Travail demandé -
• a. Selon le texte sur les géants de la technologie, en quoi le fait d'ignorer qu'ils sont morts constitue-t-il le principal problème des « morts-vivants » ? Répondez en une à trois phrases.
• b. Reproduisez à l'identique les entrées, depuis leur début jusqu'à la ligne contenant « [132,60,154,68] » incluse. Omettez les images dans votre réponse.

### Texte fourni ###

Ces graphiques sont très parlants : en 1993, les entreprises qui avaient la plus grande capitalisation étaient IBM, Intel et HP. En 2018, on ne retrouve que 4 noms présents à la fois sur les deux graphiques : ce sont IBM, Intel, Oracle et Apple, mais l’ordre dans lequel on les trouve a bien changé !


Le problème principal des morts-vivants, c’est qu’ils ne savent pas qu’ils sont morts. Ils raisonnent toujours comme au temps de leur splendeur, s’imaginant que le monde tourne encore autour d’eux et de leurs décisions. Mais le monde a bougé et les a laissés sur place. Car qui aurait dit, il y a seulement dix ans, que l’on considérerait Facebook ou Amazon comme des vrais leaders technologiques ?

Les BATX ou connaissez-vous les acteurs chinois ?
L’irruption des poids lourds chinois sur le devant de la scène nous a obligés à nous mettre rapidement à la page extrême-orientale. Avouez-le, vous aviez vaguement entendu parler de Alibaba, mais Baidu, Tencend ou même Xiaomi vous étaient encore quasiment inconnus il y a peu. Rassurez-vous, à moi aussi !

Certes, les BATX sont impressionnants avec leur marée de smartphones à prix cassé (Xiaomi), leurs jeux vidéos à la mode (Tencent) et leurs applications de paiement mobiles (Alipay d’Alibaba et WeChat de Tencent). Sans oublier leur croissance météorique et leur valorisation stratosphérique (merci les spéculateurs chinois !). Pour mieux les situer, voici un petit tableau d’équivalence, pas forcément très précis, mais utile :

Google et Baidu Moteurs de recherche
Amazon et Alibaba Ecommerce
Facebook et Tencent Réseaux sociaux
Apple et Xiaomi Informatique mobile

Bien sûr, on n’oubliera pas que Baidu et Tencent sont également très impliqués dans le cloud… Tencent est aussi (c’est moins connu) le leader mondial des jeux vidéos.

### Données de l'exercice ###

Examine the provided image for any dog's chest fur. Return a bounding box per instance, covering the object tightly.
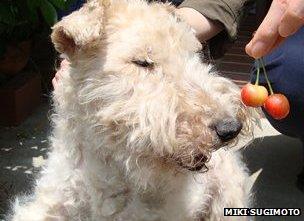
[79,146,210,221]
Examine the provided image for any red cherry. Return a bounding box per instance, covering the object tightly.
[241,83,268,107]
[264,94,290,120]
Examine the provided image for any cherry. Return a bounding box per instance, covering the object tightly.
[264,94,290,120]
[241,83,268,107]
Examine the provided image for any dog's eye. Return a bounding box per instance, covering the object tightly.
[132,60,154,68]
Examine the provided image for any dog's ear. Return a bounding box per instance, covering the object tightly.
[51,0,108,60]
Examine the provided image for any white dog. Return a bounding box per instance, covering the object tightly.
[11,0,251,221]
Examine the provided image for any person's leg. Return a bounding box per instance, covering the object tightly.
[297,137,304,192]
[252,28,304,189]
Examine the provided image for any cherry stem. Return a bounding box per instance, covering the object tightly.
[255,61,260,85]
[258,58,274,95]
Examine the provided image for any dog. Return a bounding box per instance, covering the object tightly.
[11,0,253,221]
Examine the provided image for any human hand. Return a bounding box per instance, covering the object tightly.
[52,59,70,90]
[246,0,304,58]
[177,7,223,42]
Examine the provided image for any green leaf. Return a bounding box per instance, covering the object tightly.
[40,0,58,26]
[0,3,15,25]
[49,0,66,10]
[26,0,39,24]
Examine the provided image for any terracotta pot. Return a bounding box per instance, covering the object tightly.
[0,41,31,75]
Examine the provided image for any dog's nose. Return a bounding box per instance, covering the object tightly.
[215,118,243,142]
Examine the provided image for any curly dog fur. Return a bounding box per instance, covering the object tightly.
[11,0,252,221]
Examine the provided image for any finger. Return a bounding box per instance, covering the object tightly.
[279,0,304,37]
[271,36,286,51]
[52,78,58,90]
[54,70,61,81]
[246,0,287,58]
[60,59,70,67]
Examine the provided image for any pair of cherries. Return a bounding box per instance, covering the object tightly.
[241,59,290,120]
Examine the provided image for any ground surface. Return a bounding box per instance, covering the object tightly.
[0,104,304,221]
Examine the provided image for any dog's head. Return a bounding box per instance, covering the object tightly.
[52,0,251,171]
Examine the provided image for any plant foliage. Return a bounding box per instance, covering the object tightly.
[0,0,75,55]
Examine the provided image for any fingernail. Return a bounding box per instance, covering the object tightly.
[245,41,252,56]
[251,41,268,58]
[279,24,296,37]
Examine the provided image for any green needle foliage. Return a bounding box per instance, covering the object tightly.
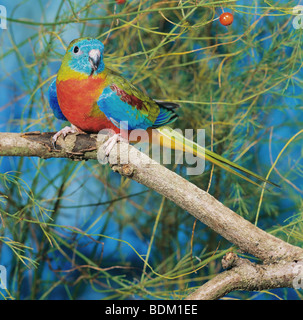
[0,0,303,300]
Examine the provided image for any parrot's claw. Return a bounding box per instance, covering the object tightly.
[52,125,79,149]
[103,133,127,157]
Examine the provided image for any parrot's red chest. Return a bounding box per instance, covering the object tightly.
[56,77,119,133]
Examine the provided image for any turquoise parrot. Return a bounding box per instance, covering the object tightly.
[48,38,276,186]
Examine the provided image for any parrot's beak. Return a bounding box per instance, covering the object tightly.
[88,49,101,74]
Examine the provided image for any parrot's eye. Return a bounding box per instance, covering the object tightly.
[73,46,80,53]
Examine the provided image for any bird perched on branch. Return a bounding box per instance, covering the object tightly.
[48,38,275,185]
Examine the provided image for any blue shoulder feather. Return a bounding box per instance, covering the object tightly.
[48,79,67,121]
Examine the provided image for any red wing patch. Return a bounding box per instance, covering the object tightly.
[110,84,148,111]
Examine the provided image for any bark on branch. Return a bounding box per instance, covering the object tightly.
[0,132,303,299]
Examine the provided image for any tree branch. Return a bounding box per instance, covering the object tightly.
[0,132,303,299]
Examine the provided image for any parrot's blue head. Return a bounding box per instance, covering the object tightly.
[63,38,104,76]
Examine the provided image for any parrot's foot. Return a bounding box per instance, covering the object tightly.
[52,124,84,149]
[103,133,127,157]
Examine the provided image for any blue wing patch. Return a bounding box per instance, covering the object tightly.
[97,86,153,130]
[48,79,67,121]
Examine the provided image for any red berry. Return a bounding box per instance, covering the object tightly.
[220,12,234,26]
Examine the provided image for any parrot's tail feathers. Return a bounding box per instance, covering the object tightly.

###

Réponses attendues -
• a. Parce qu'ils continuent de raisonner comme au temps de leur splendeur, en s'imaginant que le monde tourne encore autour d'eux et de leurs décisions. Or le monde a bougé et les a laissés sur place.

• b.
Examine the provided image for any dog's chest fur. Return a bounding box per instance, covering the object tightly.
[79,146,210,221]
Examine the provided image for any red cherry. Return a bounding box per instance, covering the object tightly.
[241,83,268,107]
[264,94,290,120]
Examine the provided image for any cherry. Return a bounding box per instance, covering the object tightly.
[264,94,290,120]
[241,83,268,107]
Examine the provided image for any dog's eye. Return a bounding box per instance, covering the object tightly.
[132,60,154,68]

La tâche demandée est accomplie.